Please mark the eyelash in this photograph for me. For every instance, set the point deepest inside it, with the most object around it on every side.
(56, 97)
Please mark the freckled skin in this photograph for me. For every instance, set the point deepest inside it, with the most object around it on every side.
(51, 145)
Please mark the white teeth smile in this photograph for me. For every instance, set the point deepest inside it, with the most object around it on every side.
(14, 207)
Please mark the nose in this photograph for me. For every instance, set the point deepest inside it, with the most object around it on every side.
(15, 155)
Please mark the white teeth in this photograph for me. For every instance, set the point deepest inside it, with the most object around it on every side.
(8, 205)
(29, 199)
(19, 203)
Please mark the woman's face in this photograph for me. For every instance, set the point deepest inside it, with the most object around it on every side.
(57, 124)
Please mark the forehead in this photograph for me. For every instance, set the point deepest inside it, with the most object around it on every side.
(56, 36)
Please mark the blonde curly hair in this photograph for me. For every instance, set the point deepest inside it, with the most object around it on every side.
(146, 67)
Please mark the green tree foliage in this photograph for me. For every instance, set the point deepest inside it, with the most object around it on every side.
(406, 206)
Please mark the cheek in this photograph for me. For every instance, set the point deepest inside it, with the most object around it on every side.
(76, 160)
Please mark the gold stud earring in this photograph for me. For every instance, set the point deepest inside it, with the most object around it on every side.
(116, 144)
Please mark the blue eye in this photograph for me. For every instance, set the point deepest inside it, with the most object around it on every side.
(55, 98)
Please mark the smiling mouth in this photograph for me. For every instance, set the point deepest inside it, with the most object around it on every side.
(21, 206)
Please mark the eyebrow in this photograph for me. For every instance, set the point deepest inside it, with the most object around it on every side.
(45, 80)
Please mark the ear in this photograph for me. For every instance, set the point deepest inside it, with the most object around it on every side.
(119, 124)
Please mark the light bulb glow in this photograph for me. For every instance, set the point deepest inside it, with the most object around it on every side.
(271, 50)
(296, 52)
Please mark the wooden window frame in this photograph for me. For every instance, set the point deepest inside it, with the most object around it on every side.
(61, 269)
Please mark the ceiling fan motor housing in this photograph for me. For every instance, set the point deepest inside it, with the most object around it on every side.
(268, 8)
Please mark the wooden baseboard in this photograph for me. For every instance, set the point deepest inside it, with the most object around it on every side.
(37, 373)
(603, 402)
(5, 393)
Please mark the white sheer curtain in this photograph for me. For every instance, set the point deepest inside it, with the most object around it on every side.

————

Problem to work on -
Every line of the data above should be copied exactly.

Finished task -
Please mark the eyelash in this photograph for me. For every instance, set the point deepest inside it, with the most object around it on every side.
(56, 97)
Please mark the freckled skin in this photograph for me. For every instance, set the point deepest inside it, with the most object around it on every side.
(51, 145)
Please mark the white teeth smile in this photograph for me. For every instance, set the point deepest inside it, with the most object around it on every side.
(14, 207)
Please mark the nose in this photograph for me. For every instance, set the point deepest inside it, with the most object around it on every side.
(15, 155)
Please mark the white teeth in this photograph for me. For every instance, set the point deepest inside it, with the most object around it on every side.
(8, 205)
(29, 199)
(19, 203)
Please mark the woman's face in this photograph for me. For every instance, set the point deepest inside it, with the most object around it on every side.
(57, 124)
Please mark the forehead in this photograph for me. For every instance, set the point deepest inside it, with the most object around it on every side.
(56, 36)
Please mark the blonde curly hair in this photograph for me. For every instance, set the point deepest inside it, with the most object around it on every side.
(146, 67)
Please mark the green tree foliage in this photograph for me. For every instance, set the point deepest inside it, with the most object around it on every side.
(406, 206)
Please mark the cheek in this photograph for me. For every instance, set the point deepest inside it, with the most object around it on every side.
(76, 160)
Please mark the gold stud earring in this photograph for me. For every instance, set the point deepest inside it, with the most object around it on every side.
(116, 144)
Please mark the blue eye in this photograph for me. For every instance, set the point deepest inside it, with the most object around it on every side.
(55, 98)
Please mark the smiling mouth in this photograph for me. For every instance, set the point deepest inside it, with the most object around it on every side.
(21, 206)
Please mark the eyebrow in this photograph for me. For every instance, set the point deepest inside it, with the most object around it on every side.
(45, 80)
Please mark the ear in this photograph for me. For every instance, set the point deepest inside it, with the most object around it on every side.
(119, 124)
Please mark the light bulb glow in this photograph for me. For every instance, set the point deepest inside it, with the most object around it on every side.
(271, 50)
(296, 52)
Please mark the wooden window frame in this photograph for me. For every instance, set the point deepest inside it, with the most object around it on every side.
(61, 269)
Please mark the ceiling fan motor housing in this photograph for me. For every instance, set the point deepest inside it, with the most object around it on every side.
(268, 8)
Please mark the wooden baseboard in this photograph for me. For every instance, set the point deepest inside it, with the most object around it on every side.
(37, 373)
(603, 402)
(5, 393)
Please mark the white sheer curtain in this photograph for me. For every instance, set the point deepest inside it, with the most object around it on every side.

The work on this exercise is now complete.